_Verilen Alıştırma_
Aşağıdaki listenin tamamını, satırlara hiç dokunmadan alıntılayın. Resimleri yanıta almayın.

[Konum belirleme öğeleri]
· · ·
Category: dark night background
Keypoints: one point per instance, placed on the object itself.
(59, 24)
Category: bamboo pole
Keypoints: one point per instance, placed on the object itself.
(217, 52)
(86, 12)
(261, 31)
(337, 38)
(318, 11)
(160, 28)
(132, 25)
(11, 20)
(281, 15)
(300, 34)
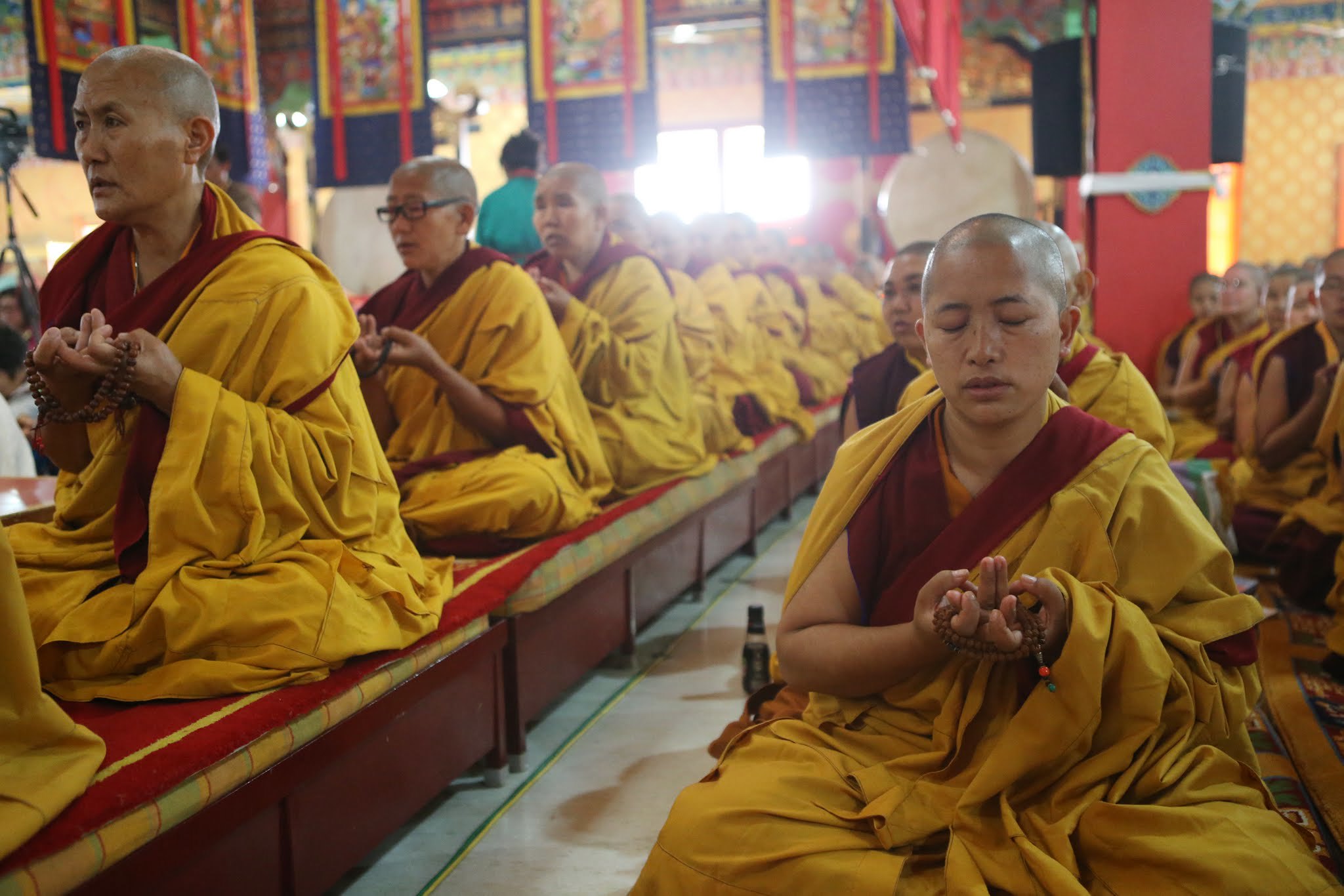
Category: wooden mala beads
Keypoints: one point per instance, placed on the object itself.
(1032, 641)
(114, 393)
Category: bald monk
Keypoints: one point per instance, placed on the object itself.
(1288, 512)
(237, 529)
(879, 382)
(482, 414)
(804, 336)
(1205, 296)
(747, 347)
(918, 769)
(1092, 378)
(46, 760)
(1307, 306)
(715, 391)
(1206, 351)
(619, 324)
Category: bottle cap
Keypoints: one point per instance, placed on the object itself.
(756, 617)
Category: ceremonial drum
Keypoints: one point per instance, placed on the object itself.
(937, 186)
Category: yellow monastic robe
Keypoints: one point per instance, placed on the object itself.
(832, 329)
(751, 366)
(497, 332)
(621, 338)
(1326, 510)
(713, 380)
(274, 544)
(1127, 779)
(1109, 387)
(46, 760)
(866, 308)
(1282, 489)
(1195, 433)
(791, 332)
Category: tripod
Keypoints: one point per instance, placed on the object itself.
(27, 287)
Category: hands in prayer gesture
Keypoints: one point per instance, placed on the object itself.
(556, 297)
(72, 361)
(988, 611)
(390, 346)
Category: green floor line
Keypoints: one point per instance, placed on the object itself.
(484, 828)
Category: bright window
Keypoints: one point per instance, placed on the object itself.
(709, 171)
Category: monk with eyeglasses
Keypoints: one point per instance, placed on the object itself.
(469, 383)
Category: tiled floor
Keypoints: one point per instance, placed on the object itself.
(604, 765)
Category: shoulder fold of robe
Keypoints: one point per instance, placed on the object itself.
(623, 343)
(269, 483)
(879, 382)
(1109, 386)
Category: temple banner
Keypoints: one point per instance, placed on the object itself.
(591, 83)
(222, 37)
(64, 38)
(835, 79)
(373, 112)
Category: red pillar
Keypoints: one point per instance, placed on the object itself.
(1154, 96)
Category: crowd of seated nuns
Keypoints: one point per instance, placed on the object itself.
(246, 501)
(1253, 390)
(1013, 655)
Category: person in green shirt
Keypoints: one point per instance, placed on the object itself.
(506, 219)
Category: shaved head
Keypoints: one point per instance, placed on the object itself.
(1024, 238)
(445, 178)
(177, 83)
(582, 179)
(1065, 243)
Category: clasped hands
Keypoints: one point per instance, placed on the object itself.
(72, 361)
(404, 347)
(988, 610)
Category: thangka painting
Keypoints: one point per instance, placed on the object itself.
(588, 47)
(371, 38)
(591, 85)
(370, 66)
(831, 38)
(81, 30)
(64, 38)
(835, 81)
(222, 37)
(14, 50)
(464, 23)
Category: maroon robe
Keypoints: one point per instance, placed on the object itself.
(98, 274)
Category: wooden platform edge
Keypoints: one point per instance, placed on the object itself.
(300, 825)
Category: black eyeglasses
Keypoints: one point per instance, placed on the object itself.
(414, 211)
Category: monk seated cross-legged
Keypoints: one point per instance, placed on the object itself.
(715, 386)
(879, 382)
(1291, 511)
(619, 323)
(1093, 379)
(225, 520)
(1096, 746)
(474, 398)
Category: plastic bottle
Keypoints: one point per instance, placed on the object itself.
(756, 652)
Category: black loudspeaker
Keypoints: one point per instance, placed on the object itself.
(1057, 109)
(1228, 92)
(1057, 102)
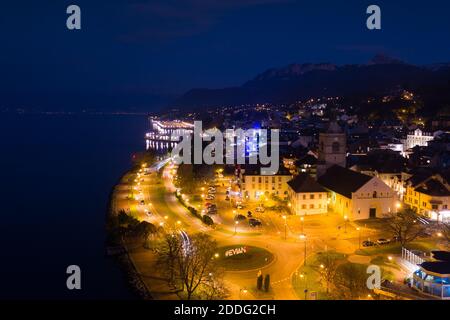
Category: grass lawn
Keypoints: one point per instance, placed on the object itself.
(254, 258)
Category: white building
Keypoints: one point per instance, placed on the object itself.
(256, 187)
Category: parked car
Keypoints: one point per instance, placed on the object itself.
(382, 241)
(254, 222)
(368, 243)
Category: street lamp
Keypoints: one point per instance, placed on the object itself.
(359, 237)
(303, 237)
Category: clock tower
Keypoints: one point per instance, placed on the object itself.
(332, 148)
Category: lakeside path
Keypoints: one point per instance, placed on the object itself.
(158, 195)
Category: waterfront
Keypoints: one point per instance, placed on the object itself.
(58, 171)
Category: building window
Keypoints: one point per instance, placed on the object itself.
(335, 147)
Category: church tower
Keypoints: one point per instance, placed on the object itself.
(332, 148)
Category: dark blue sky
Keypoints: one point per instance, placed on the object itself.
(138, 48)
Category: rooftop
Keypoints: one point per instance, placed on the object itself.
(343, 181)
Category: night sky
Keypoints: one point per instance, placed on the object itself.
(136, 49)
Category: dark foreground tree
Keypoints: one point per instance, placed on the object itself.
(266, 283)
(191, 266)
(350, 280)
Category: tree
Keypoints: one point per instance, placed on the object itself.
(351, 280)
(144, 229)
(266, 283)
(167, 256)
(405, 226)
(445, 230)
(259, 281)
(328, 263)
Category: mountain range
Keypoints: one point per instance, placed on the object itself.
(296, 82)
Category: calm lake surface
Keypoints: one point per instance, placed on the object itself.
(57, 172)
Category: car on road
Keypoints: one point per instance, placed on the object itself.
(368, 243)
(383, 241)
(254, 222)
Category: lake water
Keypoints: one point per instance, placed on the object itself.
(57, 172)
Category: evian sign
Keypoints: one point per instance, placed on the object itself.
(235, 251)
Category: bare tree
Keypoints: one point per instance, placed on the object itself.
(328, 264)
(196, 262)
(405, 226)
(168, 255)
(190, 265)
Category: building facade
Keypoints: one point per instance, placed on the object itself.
· · ·
_Alıştırmanın Yanıtı_
Category: dark night background
Keypoints: one point per instance, placed on the object itself.
(59, 24)
Category: bamboo pole
Keypoints: one point per instance, placed on the object itself.
(217, 52)
(86, 12)
(261, 31)
(337, 38)
(318, 11)
(160, 28)
(132, 25)
(11, 20)
(281, 15)
(300, 34)
Category: wooden mala beads
Keypoints: one point per instance, placed on the object itself.
(1032, 641)
(114, 393)
Category: bald monk
Keypoints: one point per instance, placed on the object itself.
(1288, 512)
(237, 529)
(879, 382)
(482, 414)
(804, 336)
(1205, 296)
(747, 347)
(918, 769)
(1092, 378)
(46, 760)
(1307, 306)
(715, 391)
(1206, 351)
(619, 324)
Category: bottle cap
Keypoints: one point per instance, placed on the object itself.
(756, 617)
Category: ceremonial drum
Keypoints: one point per instance, placed on the object itself.
(937, 186)
Category: yellow monastic robe
Keypoints: one point per instance, placed on the object itself.
(832, 329)
(751, 366)
(497, 332)
(621, 338)
(1326, 510)
(713, 380)
(274, 544)
(1127, 779)
(1109, 387)
(46, 760)
(866, 308)
(1282, 489)
(1195, 433)
(791, 332)
Category: tripod
Keypoints: one point per instance, placed on the object itself.
(27, 287)
Category: hands in prayer gesture
Keypoints: one point per instance, placed on the object itself.
(556, 297)
(72, 361)
(988, 611)
(390, 346)
Category: green floor line
Keypoints: one point per instance, placed on the object itself.
(484, 828)
Category: bright window
Keypoints: one point per instance, placed on the object itself.
(709, 171)
Category: monk with eyeglasses
Keypoints: one point per instance, placed on the object itself.
(469, 383)
Category: tiled floor
Keypoints: one point per instance, placed on the object itself.
(604, 765)
Category: shoulder fold of robe
Keypoints: one point per instance, placed on the object itself.
(623, 343)
(269, 483)
(879, 382)
(1109, 386)
Category: temple banner
Keypoints: one point per instance, placed on the object itself.
(591, 83)
(222, 37)
(64, 38)
(835, 79)
(373, 112)
Category: red pillar
Keypoints: one point per instance, placed on the object itself.
(1154, 96)
Category: crowd of seated nuns
Keypoints: one point per instance, placed on the object itself.
(246, 501)
(1253, 390)
(1013, 655)
Category: person in green shirt
Keypoints: one point per instance, placed on the object itself.
(506, 219)
Category: shaved head
Keypoints: one point per instance, placed on the object itself.
(1024, 238)
(445, 178)
(177, 83)
(582, 179)
(1065, 243)
Category: clasped hands
Keypoints: one point per instance, placed on the object itself.
(72, 361)
(404, 347)
(988, 610)
Category: thangka painting
Keypoints: one point per instance, placed on the object itself.
(588, 47)
(371, 38)
(591, 85)
(370, 66)
(831, 38)
(81, 30)
(64, 38)
(835, 81)
(222, 37)
(14, 50)
(464, 23)
Category: maroon robe
Keypoints: one point per instance, placed on the object itself.
(98, 274)
Category: wooden platform edge
Keypoints: one point per instance, placed on the object itself.
(300, 825)
Category: black eyeglasses
Keypoints: one point per instance, placed on the object itself.
(414, 211)
Category: monk seated cross-legged
Keypoints: one point per instance, placed on the object itself.
(715, 386)
(879, 382)
(1291, 511)
(619, 323)
(1093, 379)
(225, 520)
(1096, 746)
(474, 398)
Category: plastic bottle
Keypoints: one point per instance, placed on the object itself.
(756, 652)
Category: black loudspeaker
Keypoints: one point per instance, placed on the object itself.
(1057, 109)
(1228, 92)
(1057, 102)
Category: grass lawn
Keypoints: one point per instance, placed on the object itself.
(254, 258)
Category: white building
Keypoints: one point per instance, placed on the object itself.
(256, 187)
Category: parked car
Keypoints: one point per instance, placed on the object itself.
(382, 241)
(254, 222)
(368, 243)
Category: street lamp
Keypoints: one point per instance, placed on the object itself.
(359, 237)
(303, 237)
Category: clock tower
Keypoints: one point per instance, placed on the object itself.
(332, 148)
Category: lakeside path
Keypoints: one point per instance, placed on the object itself.
(158, 195)
Category: waterfront
Keypoints: one point per instance, placed on the object itself.
(58, 171)
Category: building window
Keypoints: one point per instance, placed on the object itself.
(335, 147)
Category: church tower
Keypoints: one point per instance, placed on the object itself.
(332, 148)
Category: dark blue sky
Keypoints: one point per instance, placed on the object itself.
(138, 48)
Category: rooftop
Keypoints: one point per instance, placed on the object itself.
(343, 181)
Category: night sky
Keypoints: one point per instance, placed on the object itself.
(136, 49)
Category: dark foreground tree
Keypoints: one point per instance, placed on the object itself.
(266, 283)
(191, 266)
(350, 280)
Category: tree
Keypoints: one point per instance, placed on the object itself.
(351, 280)
(144, 229)
(266, 283)
(167, 256)
(405, 226)
(445, 230)
(259, 281)
(328, 263)
Category: mountain range
Keypoints: one point per instance, placed on the object itself.
(296, 82)
Category: calm lake surface
Keypoints: one point per instance, placed on the object itself.
(57, 172)
Category: car on road
Keypoints: one point per instance, placed on the object itself.
(368, 243)
(383, 241)
(254, 222)
Category: lake water
Keypoints: one point per instance, placed on the object itself.
(57, 172)
Category: evian sign
Keypoints: one point per instance, placed on the object itself.
(235, 251)
Category: bare tree
Keypoints: one point per instance, placed on the object itself.
(328, 264)
(196, 262)
(405, 226)
(168, 255)
(190, 265)
Category: building facade
Keypoints: one point per instance, placed on the object itself.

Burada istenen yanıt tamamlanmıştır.